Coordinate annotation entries

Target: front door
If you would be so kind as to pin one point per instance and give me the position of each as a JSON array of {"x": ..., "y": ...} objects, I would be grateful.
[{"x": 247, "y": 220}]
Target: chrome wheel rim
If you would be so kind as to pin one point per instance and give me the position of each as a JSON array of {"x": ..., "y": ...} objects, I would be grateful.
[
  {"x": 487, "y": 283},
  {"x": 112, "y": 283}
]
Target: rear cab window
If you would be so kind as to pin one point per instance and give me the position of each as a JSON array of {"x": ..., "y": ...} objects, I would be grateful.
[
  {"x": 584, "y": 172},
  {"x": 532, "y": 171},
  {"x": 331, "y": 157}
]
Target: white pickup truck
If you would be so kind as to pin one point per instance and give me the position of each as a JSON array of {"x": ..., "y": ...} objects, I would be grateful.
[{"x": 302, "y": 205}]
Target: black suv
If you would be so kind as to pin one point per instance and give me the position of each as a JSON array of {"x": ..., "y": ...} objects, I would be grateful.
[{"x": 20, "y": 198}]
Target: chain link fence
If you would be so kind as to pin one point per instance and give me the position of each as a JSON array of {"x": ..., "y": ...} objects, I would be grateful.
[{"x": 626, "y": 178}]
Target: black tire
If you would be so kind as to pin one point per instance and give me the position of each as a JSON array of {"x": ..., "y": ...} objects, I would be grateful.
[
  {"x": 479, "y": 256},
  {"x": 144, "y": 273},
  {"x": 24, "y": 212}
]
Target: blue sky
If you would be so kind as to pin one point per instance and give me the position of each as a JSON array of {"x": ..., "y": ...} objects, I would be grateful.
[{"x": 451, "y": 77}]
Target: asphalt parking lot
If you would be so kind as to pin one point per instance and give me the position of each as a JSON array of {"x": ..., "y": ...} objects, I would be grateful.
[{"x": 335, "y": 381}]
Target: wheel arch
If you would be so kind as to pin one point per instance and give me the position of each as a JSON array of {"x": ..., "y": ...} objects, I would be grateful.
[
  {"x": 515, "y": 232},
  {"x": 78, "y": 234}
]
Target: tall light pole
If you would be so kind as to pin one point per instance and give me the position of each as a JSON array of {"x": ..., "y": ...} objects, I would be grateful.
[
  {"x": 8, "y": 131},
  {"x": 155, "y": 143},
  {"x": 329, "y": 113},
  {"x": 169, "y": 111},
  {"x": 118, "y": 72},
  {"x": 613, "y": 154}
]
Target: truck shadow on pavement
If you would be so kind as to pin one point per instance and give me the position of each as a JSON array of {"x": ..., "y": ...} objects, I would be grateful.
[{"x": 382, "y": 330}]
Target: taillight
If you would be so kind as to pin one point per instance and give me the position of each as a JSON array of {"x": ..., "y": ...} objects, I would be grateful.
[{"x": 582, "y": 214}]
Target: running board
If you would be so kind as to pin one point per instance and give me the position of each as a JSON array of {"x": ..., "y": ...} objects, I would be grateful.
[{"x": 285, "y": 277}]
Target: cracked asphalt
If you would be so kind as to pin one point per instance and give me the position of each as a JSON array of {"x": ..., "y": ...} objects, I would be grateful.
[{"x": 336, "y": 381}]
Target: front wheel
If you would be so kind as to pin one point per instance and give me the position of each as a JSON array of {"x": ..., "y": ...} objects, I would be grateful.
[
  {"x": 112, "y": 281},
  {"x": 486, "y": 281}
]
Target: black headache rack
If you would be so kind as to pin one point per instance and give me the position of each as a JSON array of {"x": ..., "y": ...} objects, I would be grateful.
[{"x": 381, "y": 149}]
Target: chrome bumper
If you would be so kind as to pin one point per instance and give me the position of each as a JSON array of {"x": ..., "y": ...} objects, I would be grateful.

• _Problem to work on_:
Reproduce each entry word for word.

• _Response_:
Target: front door
If you would be so kind as to pin one point per instance and give me the position of each as a JSON array of {"x": ..., "y": ...} objects, I would be grateful.
[{"x": 247, "y": 220}]
Target: chrome wheel rim
If you would be so kind as to pin one point per instance and give me the position of each as a JSON array of {"x": ..., "y": ...} objects, I would be grateful.
[
  {"x": 487, "y": 283},
  {"x": 112, "y": 283}
]
Target: rear cab window
If you would be so kind as to pin one point per instance and give me the position of each as a JSON array of {"x": ..., "y": ...} objects, I would be grateful.
[
  {"x": 584, "y": 172},
  {"x": 532, "y": 171},
  {"x": 331, "y": 157}
]
Target: white pickup truck
If you would be so kind as to pin one point per instance and give me the position of each as a JSON array of {"x": ..., "y": ...} objects, I would be grateful.
[{"x": 302, "y": 205}]
Target: black suv
If you would be so kind as to pin one point per instance and give me the position of each as a JSON array of {"x": ..., "y": ...} objects, I would be grateful.
[{"x": 20, "y": 198}]
Target: chain link fence
If you would be so kind as to pin one point per instance and give me the position of each as a JSON array of {"x": ..., "y": ...} objects, I would be grateful.
[{"x": 626, "y": 178}]
Target: black tire
If you would be so kind as to pin one point per instance and give me the position of each as a JSON array of {"x": ..., "y": ...} objects, I would be grateful.
[
  {"x": 479, "y": 256},
  {"x": 144, "y": 273},
  {"x": 24, "y": 212}
]
Target: blue sky
If you would be so kind as to pin one point per instance and give me the position of each as a JSON array of {"x": ..., "y": ...} objects, I would be grateful.
[{"x": 451, "y": 77}]
Target: asphalt parking lot
If you would be so kind as to pin one point per instance and give me the position of each as a JSON array of {"x": ..., "y": ...} objects, I would be grateful.
[{"x": 335, "y": 381}]
Target: wheel arch
If you would be so kind as to pin one point per instance and give me the position of each as a JSON array of {"x": ..., "y": ...} objects, I would be grateful.
[
  {"x": 515, "y": 232},
  {"x": 78, "y": 234}
]
Target: tall light pole
If you would be so kind as to pin one point per instance and give me the position of each as a JSON array of {"x": ..., "y": ...} objects, I would be grateful.
[
  {"x": 8, "y": 131},
  {"x": 155, "y": 143},
  {"x": 329, "y": 113},
  {"x": 169, "y": 111},
  {"x": 118, "y": 72},
  {"x": 613, "y": 154}
]
Target: truck shadow on pavement
If you would be so kind as to pin one point per instance and give me the position of each as a JSON array of {"x": ..., "y": ...} objects, I would be grateful.
[{"x": 382, "y": 330}]
Target: taillight
If you would be so kind as to pin one point per instance and give me the position of each as a JSON array of {"x": ..., "y": ...} objects, I would be grateful.
[{"x": 582, "y": 214}]
Target: running board
If you would be so kind as to pin one point per instance and give me the position of each as a JSON array of {"x": ..., "y": ...} objects, I would be grateful.
[{"x": 285, "y": 277}]
Target: cracked asphalt
If you would be so kind as to pin one point per instance and give me the position of each as a JSON array of {"x": ..., "y": ...} objects, I would be grateful.
[{"x": 336, "y": 381}]
Target: front wheel
If you would be so kind as to pin one point per instance and give me the position of each as a JSON array of {"x": ..., "y": ...} objects, I would be grateful.
[
  {"x": 112, "y": 281},
  {"x": 486, "y": 281}
]
Target: black headache rack
If you would be so kind as to pin one point per instance and give me the position of each as a JSON array of {"x": ..., "y": ...} objects, I would be grateful.
[{"x": 381, "y": 149}]
Target: chrome bumper
If you would be so kind as to pin one point per instance and give me the position of each as a JSON array of {"x": ..., "y": ...} objects, I would be grateful.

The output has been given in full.